• [Required work]:
**A.** Summarize the tariff text in two sentences.
**B.** From the tariff text, extract everything from "It might be" down to "and olive oils.".

• [Text]:
It might be a good time to stock up on champagne.
The Trump Administration is threatening to impose tariffs of up to a whopping 100 percent on certain fine European products, including wines, cheeses, and olive oils.
A tariff is a tax on an import. It is imposed by one nation on goods that another nation exports. The ostensible purpose of tariffs is to protect domestic industries from competition, while raising revenue for the government. And like most things that government does to aggrandize itself while claiming to protect its citizens, it materially costs and morally diminishes those citizens.
The tariff-imposing nation only punishes the exporting nation by first hurting its own people. For example, say a French winery ships a case of champagne to an American distributor. The U.S. government imposes a punitive tariff on the champagne, in other words increasing its price. The distributor sells the champagne to a local wine shop, reflecting the tariff in the price it asks. The wine shop passes the inflated cost on to the consumer. The consumer has no one to recoup higher cost from; he either pays it or does without the champagne. A government whose only legitimate claim to exist is to secure his rights has instead perverted its own function and abused its power to erode his freedom.

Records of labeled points
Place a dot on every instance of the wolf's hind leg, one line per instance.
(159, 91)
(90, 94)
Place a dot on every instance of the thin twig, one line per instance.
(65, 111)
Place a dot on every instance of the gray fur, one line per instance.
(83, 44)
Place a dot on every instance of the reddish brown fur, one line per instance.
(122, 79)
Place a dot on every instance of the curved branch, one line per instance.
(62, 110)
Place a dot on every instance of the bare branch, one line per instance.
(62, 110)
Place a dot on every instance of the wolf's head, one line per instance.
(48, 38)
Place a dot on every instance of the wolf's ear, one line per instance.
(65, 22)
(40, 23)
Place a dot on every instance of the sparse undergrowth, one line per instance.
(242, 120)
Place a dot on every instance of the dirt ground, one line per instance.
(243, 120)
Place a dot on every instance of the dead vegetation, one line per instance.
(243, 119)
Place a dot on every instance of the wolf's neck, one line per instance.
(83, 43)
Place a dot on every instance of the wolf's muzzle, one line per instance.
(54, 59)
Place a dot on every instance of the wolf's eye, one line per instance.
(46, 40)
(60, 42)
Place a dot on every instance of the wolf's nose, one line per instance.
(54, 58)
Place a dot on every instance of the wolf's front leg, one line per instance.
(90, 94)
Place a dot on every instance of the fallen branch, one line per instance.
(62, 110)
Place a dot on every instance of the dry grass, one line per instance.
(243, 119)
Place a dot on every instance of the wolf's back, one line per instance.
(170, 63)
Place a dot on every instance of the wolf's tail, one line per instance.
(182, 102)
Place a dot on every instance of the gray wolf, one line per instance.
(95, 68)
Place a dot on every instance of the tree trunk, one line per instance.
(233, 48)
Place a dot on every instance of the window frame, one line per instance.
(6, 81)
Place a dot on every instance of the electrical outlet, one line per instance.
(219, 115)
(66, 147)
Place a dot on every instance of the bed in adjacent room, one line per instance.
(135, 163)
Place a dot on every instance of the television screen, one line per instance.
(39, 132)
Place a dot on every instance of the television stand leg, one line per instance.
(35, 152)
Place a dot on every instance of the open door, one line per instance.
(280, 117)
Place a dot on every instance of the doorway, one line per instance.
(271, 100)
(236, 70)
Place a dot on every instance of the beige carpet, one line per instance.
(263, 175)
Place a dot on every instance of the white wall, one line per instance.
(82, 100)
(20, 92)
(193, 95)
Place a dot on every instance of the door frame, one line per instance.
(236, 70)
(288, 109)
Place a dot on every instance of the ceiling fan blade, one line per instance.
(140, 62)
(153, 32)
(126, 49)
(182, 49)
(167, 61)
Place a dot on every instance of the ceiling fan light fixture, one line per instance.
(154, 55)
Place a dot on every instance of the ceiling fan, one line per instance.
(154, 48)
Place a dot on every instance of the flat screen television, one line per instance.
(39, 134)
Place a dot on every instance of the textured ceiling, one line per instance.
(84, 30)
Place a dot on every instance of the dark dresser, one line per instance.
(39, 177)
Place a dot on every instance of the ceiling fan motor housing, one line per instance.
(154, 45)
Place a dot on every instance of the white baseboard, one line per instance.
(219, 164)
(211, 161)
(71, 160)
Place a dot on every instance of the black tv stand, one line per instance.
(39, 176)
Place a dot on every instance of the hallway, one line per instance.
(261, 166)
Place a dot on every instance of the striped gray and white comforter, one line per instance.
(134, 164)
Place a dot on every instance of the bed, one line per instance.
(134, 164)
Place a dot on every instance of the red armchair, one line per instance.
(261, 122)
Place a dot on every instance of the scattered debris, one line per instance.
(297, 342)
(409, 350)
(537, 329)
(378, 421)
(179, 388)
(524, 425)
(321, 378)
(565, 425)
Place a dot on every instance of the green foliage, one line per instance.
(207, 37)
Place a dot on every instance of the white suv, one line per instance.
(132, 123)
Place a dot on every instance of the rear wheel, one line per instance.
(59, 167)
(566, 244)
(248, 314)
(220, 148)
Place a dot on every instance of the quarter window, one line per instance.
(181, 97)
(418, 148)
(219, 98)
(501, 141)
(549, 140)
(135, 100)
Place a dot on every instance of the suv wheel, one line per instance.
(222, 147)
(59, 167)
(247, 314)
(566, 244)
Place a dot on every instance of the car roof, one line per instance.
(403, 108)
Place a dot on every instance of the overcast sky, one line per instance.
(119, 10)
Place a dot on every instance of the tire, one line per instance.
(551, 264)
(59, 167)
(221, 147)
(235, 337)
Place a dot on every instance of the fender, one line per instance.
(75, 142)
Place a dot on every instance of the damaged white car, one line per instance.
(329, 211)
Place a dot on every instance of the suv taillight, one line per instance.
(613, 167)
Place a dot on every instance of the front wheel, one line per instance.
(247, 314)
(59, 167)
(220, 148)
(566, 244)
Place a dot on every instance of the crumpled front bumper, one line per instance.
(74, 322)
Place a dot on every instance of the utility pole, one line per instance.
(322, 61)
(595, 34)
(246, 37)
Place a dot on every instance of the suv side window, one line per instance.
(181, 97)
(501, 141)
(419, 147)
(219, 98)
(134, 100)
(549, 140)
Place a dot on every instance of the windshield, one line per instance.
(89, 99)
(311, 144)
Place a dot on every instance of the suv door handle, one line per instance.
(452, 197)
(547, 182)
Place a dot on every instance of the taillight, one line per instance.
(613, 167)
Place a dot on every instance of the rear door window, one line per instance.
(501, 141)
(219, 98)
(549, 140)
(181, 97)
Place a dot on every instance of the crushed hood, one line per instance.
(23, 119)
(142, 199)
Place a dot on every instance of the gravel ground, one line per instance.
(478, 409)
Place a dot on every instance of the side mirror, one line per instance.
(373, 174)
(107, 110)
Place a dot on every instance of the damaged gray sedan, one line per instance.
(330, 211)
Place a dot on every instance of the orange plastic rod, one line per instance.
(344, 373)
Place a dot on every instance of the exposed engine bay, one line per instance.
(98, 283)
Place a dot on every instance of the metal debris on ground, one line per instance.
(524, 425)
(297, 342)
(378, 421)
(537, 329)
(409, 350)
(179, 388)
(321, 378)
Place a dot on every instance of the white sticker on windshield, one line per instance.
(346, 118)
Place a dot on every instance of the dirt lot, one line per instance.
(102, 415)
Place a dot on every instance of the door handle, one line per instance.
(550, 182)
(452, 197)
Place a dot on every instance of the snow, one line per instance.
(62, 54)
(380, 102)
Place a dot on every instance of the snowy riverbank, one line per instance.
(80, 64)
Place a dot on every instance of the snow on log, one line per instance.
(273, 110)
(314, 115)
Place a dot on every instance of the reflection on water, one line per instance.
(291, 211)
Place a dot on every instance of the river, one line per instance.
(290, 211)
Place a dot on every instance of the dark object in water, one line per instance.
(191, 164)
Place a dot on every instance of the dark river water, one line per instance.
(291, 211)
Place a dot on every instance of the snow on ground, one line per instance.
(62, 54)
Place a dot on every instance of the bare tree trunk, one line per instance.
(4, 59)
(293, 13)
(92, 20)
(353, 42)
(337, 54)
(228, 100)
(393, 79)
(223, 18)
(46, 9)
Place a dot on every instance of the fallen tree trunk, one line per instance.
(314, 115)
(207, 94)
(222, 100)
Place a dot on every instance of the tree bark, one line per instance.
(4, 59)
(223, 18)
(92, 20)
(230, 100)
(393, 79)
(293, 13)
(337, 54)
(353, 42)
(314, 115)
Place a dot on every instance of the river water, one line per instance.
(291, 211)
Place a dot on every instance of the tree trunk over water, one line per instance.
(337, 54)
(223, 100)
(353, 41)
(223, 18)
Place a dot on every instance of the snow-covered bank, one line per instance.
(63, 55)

• [List of solutions]:
**A.** The Trump Administration is threatening tariffs of up to 100 percent on certain European products, including wines, cheeses, and olive oils. The text defines a tariff as a tax on imports and argues, through a champagne example, that the added cost passes down to the domestic consumer, so the tariff-imposing nation hurts its own people first.

**B.**
It might be a good time to stock up on champagne.
The Trump Administration is threatening to impose tariffs of up to a whopping 100 percent on certain fine European products, including wines, cheeses, and olive oils.